═══ Listed records

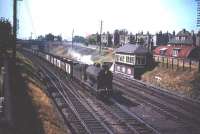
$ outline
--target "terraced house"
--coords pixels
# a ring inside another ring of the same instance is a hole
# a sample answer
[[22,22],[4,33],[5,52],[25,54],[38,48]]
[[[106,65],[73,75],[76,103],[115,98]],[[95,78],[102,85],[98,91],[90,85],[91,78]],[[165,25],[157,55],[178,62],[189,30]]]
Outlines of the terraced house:
[[170,39],[167,45],[155,48],[154,58],[156,61],[174,62],[175,64],[183,64],[182,62],[189,62],[191,59],[199,60],[200,48],[196,44],[198,38],[194,32],[190,33],[183,29]]

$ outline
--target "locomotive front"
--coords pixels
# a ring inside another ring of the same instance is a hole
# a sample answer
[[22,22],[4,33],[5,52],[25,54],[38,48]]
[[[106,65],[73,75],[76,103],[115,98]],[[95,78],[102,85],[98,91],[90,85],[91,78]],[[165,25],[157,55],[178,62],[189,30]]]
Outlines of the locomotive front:
[[112,72],[107,65],[92,65],[86,69],[87,79],[98,95],[112,94]]

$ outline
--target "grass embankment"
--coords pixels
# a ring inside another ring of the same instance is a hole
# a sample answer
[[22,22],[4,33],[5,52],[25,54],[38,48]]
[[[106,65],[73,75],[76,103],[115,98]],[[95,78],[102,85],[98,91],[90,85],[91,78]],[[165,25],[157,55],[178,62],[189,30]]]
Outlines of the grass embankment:
[[17,54],[18,98],[17,128],[21,134],[67,134],[64,124],[53,101],[45,92],[37,76],[37,68],[27,58]]
[[[156,76],[160,80],[156,80]],[[200,100],[200,73],[197,70],[177,70],[155,67],[142,76],[142,80],[170,91]]]

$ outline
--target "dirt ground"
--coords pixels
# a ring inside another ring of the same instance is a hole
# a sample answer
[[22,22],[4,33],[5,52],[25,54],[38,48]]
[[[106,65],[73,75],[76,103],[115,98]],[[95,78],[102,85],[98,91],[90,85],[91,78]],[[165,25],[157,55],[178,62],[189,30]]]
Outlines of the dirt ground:
[[[160,78],[159,80],[156,77]],[[200,100],[200,73],[197,70],[172,70],[155,67],[142,76],[142,80],[172,92]]]
[[68,134],[60,113],[36,75],[34,65],[18,54],[13,92],[17,134]]

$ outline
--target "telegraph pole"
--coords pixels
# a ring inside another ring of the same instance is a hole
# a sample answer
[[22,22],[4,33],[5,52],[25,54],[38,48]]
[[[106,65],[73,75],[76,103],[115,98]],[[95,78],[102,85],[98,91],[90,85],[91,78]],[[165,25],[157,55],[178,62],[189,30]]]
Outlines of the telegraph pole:
[[73,49],[73,44],[74,44],[73,38],[74,38],[74,28],[73,28],[73,30],[72,30],[72,49]]
[[101,34],[102,34],[102,25],[103,25],[103,21],[101,20],[101,26],[100,26],[100,46],[99,46],[99,54],[101,54]]
[[13,59],[16,58],[16,43],[17,43],[17,0],[13,1]]
[[17,1],[22,0],[13,0],[13,59],[15,62],[16,58],[16,44],[17,44]]

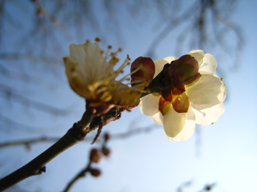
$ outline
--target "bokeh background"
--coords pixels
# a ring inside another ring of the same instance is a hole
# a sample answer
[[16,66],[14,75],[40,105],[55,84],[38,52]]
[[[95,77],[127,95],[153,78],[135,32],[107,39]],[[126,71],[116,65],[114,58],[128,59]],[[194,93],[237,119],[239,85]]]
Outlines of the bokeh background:
[[[257,190],[257,2],[254,0],[0,1],[0,175],[27,163],[80,119],[84,100],[69,87],[62,58],[71,43],[101,39],[120,62],[193,49],[213,55],[227,89],[225,111],[173,142],[139,108],[104,127],[111,156],[70,191]],[[129,72],[128,67],[125,74]],[[6,191],[62,191],[86,165],[96,132]],[[45,139],[35,143],[31,139]],[[17,145],[17,141],[27,141]]]

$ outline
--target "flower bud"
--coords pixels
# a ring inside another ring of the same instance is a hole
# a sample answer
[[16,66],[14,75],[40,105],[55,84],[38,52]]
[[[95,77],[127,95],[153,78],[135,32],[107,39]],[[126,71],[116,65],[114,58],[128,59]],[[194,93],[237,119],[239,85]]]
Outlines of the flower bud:
[[92,162],[98,163],[102,158],[102,152],[101,150],[93,149],[90,152],[90,161]]
[[197,61],[189,55],[185,55],[173,62],[164,71],[164,83],[177,87],[188,85],[200,76]]
[[101,171],[98,169],[91,169],[89,170],[92,176],[99,177],[101,175]]
[[150,83],[155,72],[154,63],[150,57],[140,57],[132,62],[130,72],[132,82],[144,80]]

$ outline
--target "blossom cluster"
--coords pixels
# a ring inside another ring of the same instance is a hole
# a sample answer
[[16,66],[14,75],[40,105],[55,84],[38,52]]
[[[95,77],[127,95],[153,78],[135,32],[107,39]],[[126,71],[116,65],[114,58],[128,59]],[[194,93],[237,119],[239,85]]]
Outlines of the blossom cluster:
[[[142,112],[163,125],[167,137],[176,141],[188,139],[196,123],[209,125],[224,113],[226,90],[215,74],[217,63],[212,55],[193,50],[179,58],[170,57],[154,62],[140,57],[132,63],[130,73],[117,80],[130,64],[128,55],[115,70],[121,49],[109,53],[109,46],[104,56],[99,40],[96,41],[71,45],[69,57],[63,58],[71,88],[85,99],[87,108],[94,109],[94,115],[105,114],[114,107],[129,111],[139,104]],[[159,89],[153,88],[157,86],[157,79]],[[146,96],[140,101],[142,93]]]
[[[182,83],[183,84],[177,85],[178,87],[171,86],[169,90],[170,94],[154,93],[146,95],[141,99],[140,104],[142,112],[151,116],[155,123],[163,125],[167,137],[173,141],[188,139],[194,132],[196,123],[210,124],[224,111],[222,102],[226,91],[215,74],[215,59],[212,55],[199,50],[192,51],[187,55],[197,61],[197,71],[190,76],[195,76],[194,78]],[[155,61],[154,77],[164,65],[171,63],[170,68],[178,59],[170,57]],[[198,73],[200,75],[197,75]]]

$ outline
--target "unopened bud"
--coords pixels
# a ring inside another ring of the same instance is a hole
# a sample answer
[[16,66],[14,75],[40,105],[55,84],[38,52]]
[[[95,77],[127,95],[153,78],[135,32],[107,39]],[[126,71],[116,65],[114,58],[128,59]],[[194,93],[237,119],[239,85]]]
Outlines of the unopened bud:
[[101,150],[93,149],[90,152],[90,161],[92,162],[98,163],[102,158],[102,152]]
[[132,62],[130,72],[132,82],[144,80],[150,83],[155,72],[154,63],[150,57],[140,57]]
[[198,62],[189,55],[185,55],[171,63],[164,71],[166,84],[174,87],[188,85],[201,75],[198,72]]
[[109,149],[104,147],[102,150],[104,155],[106,157],[109,157],[112,153],[112,152]]
[[99,177],[101,175],[101,171],[98,169],[91,169],[89,170],[89,172],[94,177]]

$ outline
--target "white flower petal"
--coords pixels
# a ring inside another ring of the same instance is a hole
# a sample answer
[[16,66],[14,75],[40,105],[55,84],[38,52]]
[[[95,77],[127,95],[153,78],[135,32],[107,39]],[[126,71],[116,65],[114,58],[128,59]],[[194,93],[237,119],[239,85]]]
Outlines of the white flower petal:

══════

* Problem to solve *
Count the lines in the entries above that contain the string "unopened", treating case as significant, and reply with only the number.

* Solution below *
2